┌─ The data

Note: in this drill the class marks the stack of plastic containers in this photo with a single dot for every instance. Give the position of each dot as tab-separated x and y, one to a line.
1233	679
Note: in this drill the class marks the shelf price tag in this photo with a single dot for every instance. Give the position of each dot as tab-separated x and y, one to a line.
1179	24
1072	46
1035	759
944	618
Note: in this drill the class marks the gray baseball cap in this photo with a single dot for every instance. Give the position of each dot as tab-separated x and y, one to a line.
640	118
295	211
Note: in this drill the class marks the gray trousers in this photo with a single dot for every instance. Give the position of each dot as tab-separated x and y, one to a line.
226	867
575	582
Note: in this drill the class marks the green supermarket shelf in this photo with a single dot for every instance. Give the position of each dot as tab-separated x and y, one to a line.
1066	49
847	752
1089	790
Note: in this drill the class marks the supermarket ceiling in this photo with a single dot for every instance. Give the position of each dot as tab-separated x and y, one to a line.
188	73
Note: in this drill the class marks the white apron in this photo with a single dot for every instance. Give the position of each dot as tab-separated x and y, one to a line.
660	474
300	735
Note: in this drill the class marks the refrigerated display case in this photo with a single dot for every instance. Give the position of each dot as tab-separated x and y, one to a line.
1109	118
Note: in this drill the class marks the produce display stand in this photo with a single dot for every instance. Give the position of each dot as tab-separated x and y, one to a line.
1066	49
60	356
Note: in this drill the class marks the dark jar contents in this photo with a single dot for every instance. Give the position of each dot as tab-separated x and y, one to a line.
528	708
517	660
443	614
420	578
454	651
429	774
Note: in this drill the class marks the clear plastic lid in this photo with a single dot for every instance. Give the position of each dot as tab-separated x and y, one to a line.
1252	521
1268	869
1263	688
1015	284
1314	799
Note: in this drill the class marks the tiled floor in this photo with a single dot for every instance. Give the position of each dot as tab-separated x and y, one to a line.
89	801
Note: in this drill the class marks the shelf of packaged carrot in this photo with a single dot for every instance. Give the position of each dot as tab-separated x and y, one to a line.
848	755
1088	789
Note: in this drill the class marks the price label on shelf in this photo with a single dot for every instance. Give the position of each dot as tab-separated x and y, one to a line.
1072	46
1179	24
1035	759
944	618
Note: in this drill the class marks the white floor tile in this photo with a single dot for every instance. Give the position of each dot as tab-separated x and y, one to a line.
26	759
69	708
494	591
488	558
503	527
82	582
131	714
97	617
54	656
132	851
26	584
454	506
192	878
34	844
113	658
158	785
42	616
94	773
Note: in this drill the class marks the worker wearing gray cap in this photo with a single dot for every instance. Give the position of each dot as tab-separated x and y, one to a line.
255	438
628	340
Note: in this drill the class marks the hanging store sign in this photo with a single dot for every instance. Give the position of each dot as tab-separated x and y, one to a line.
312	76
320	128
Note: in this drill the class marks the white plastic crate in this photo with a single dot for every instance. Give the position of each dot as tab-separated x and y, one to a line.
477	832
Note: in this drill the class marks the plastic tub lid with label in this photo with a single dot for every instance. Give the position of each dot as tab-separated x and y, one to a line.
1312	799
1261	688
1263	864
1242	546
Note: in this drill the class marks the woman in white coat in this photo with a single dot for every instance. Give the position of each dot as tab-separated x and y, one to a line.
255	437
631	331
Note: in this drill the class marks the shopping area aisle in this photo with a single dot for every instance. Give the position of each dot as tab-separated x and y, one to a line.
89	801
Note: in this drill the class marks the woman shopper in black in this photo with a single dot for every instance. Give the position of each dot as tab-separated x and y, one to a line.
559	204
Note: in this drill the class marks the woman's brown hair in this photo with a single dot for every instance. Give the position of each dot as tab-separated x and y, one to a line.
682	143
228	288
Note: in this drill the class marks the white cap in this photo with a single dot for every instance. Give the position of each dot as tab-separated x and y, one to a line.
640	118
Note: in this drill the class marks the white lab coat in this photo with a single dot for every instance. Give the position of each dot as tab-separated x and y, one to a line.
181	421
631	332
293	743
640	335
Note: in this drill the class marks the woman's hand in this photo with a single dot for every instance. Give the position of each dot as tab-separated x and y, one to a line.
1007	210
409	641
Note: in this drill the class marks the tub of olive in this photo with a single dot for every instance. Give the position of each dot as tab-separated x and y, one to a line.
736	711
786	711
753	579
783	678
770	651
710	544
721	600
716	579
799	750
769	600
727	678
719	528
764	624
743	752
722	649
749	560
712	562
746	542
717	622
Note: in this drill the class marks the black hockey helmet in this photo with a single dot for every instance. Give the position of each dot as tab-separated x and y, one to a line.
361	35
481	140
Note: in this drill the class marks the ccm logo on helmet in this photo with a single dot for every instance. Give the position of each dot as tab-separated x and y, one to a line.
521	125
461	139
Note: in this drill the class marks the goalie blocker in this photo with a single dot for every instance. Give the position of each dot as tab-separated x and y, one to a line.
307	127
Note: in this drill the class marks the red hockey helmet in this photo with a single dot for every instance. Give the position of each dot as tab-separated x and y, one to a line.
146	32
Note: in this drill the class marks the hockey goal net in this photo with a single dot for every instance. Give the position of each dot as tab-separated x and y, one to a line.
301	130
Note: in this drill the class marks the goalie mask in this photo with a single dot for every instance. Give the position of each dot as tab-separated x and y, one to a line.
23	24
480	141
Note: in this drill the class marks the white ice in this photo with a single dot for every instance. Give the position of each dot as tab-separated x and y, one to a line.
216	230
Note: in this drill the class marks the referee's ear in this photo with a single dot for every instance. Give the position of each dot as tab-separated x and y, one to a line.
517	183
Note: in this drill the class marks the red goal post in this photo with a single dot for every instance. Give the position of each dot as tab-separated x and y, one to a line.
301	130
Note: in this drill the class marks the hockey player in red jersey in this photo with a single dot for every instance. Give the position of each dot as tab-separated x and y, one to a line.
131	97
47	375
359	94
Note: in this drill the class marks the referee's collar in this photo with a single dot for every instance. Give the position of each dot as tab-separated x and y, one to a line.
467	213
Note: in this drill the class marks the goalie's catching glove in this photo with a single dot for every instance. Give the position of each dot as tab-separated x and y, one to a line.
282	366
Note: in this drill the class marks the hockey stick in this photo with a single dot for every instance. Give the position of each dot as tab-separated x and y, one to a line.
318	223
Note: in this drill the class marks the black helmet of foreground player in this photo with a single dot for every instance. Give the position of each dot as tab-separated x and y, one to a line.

└─

Could you retype every record above exactly as it appears?

■ Expected output ■
Note: in this drill the class marks the stack of plastic containers in this photo with a single dot for every instance. Give the position of each dot as tab-separated x and y, one to a line.
1233	679
Note: in this drill the class marks the shelf price tag in this photo with a single dot for every instance. Give the position of each dot as tab-separated x and y, one to a line.
1179	24
1072	46
1035	759
944	618
Note: in this drill the class marks the gray baseball cap in this photo with a single dot for every instance. Give the position of each dot as tab-separated x and y, one to a line.
640	118
295	211
Note: in this drill the class marks the gray trousers in this photo with a single dot for every instance. Give the position of each dot as tab-separated x and y, one to a line.
226	867
575	582
Note: in this drill the class marks the green supermarket shelf in this photo with a single dot for every instance. Give the position of each dot as tab-separated x and y, one to a line.
1066	49
847	752
1089	790
Note: in this drill the class marks the supermarket ceiling in this photo with a single dot for every instance. Give the position of each dot as tab-separated x and y, one to a line.
188	73
Note: in this drill the class marks the white apron in this photo with a single dot for every instance. Give the position of each dot as tab-separated x and y, one to a line.
660	474
300	735
Note: in this drill the class marks the refrigerated display case in this photo with a single dot for every instance. Give the position of each dot as tab-separated x and y, one to a line.
1109	118
Note: in this drill the class marks the produce display stand in this photo with a single dot for every instance. Give the position of each dot as tab-separated x and y, one to a line.
1066	49
60	356
Note: in this drill the class marks the dark jar contents in this photo with a single dot for every instance. Give the position of each dot as tab-separated x and y, one to a line.
528	708
517	660
443	614
420	578
454	651
429	774
Note: in this drill the class marks the clear plastic lid in this photo with a single dot for every instance. Give the position of each dot as tab-separated x and y, one to a line.
1252	521
1268	869
1263	688
1015	284
1314	799
Note: in this drill the class marks the tiled floor in this photo with a single dot for every instance. Give the position of each dot as tab-separated x and y, one to a line.
89	801
Note: in this drill the class marks the shelf of packaged carrot in this photo with a single dot for every instance. Give the position of each dot as tab-separated x and y, one to a line.
848	755
1088	789
Note: in this drill the class marks the price label on shelf in this photo with a single dot for every instance. Give the position of each dot as tab-separated x and y, one to a line.
1072	46
1179	24
1035	759
944	618
Note: in this drill the class marks the white floor tile in this photo with a single dot for every instance. Give the position of each dot as tab-separated x and y, one to a line.
26	759
69	708
494	591
488	558
503	527
82	582
131	714
97	617
54	656
132	851
26	584
454	506
192	878
34	844
113	658
158	785
42	616
94	773
Note: in this drill the class marks the worker wearing gray cap in this photo with a single dot for every instance. Give the position of each dot as tab-separated x and y, one to a line.
255	438
628	340
Note: in this drill the class marks the hanging store sign in this photo with a single dot for every instance. Give the position of each dot as tab-separated x and y, one to a line.
312	76
320	128
Note: in this drill the class marks the white plastic crate in this photo with a single dot for every instance. Give the position of each dot as tab-separated x and y, one to a line.
477	832
Note: in this drill the class marks the plastic tub lid with label in this photo with a single dot for every instance. Give the position of each dot as tab-separated x and y, one to a line.
1312	799
1261	688
1263	864
1242	546
Note: in this drill the class marks the woman in white coat in this photo with a single dot for every instance. Give the position of each dot as tab-separated x and y, one to a line.
255	437
631	331
Note: in this drill the class marks the shopping area aisle in this photo with a single dot for every instance. Give the position of each dot as tab-separated x and y, one to a line.
89	801
Note: in this drill the class marks the woman shopper in black in this photo with a single dot for every instance. Give the position of each dot as tab-separated x and y, one to a line.
559	204
Note: in this drill the class marks the woman's brown hair in this photo with a single dot for every instance. Give the position of each dot as tab-separated x and y, one to a line.
682	143
228	288
Note: in this drill the class marks the white cap in this photo with a single dot for every instance. Give the position of each dot as tab-separated x and y, one to a line.
640	118
Note: in this drill the class marks the white lab coat in this photo with a single dot for every instance. Give the position of each dot as tab-separated x and y, one to a line.
181	421
631	332
293	743
640	335
Note: in this drill the class marks the woman's hand in this photo with a single dot for every instance. Give the position of each dot as tab-separated x and y, one to a line.
1007	210
409	641
Note: in this drill the class marks the tub of olive in this photo with a single dot for every instance. Give the position of each dot as tab-separated x and y, one to a line.
736	711
786	711
753	579
783	678
770	651
710	544
721	600
716	579
799	750
769	600
727	678
719	528
764	624
743	752
722	649
749	560
712	562
746	542
717	622
Note: in this drill the class marks the black hockey helmet in this photo with a single dot for every instance. Give the position of each dot as tab-separated x and y, one to a line.
361	35
481	140
Note: in this drill the class marks the ccm logo on helmet in this photo with a single dot for every instance. Give the position of each dot as tab-separated x and y, one to a line.
521	125
461	139
Note: in this drill the class marks the goalie blocker in this photo with a single dot for every instance. Give the position of each dot as tab-separated x and y, one to a line.
307	127
Note: in this drill the class marks the red hockey helmet in this photo with a single dot for every instance. Give the position of each dot as tab-separated x and y, one to a line.
146	32
Note: in this drill the class marks the hockey goal net in this photo with a single dot for every instance. Give the position of each dot as tab-separated x and y, one to a line.
301	130
Note: in this drill the class marks the goalie mask in this photo with a single dot for every instance. Give the position of each dot as tab-separated x and y, one to a line.
23	24
480	141
Note: in this drill the class marks the white ice in this photo with a single dot for every instance. Give the position of each dot as tab-separated x and y, one to a line.
216	230
Note: in this drill the class marks the referee's ear in this photo with a single dot for every instance. Give the position of each dot as tab-separated x and y, one to a line.
517	183
Note: in this drill the class marks the red goal post in this photo with a single dot for every instance. Give the position of each dot as tab-separated x and y, one to a line.
301	130
Note: in this drill the class marks the hockey player in red jersey in this photo with a single dot for every instance. Give the position of each dot as tab-separated x and y, one to a line.
131	97
47	375
359	94
Note: in this drill the class marks the referee's collar in this photo with a single dot for every instance. Give the position of each dot as tab-separated x and y, one to a line.
467	213
Note: in this drill the class marks the goalie's catching glove in this photo with a single dot for every instance. Give the position of each dot as tab-separated x and y, one to a line.
282	366
Note: in this drill the class marks the hockey stick in this photo with a single dot for every instance. Give the position of each dot as tab-separated x and y, one to a line.
318	223
Note: in this drill the class marks the black helmet of foreground player in this photo with a single dot for every instance. Give the position of each dot as tab-separated x and y, one to a line.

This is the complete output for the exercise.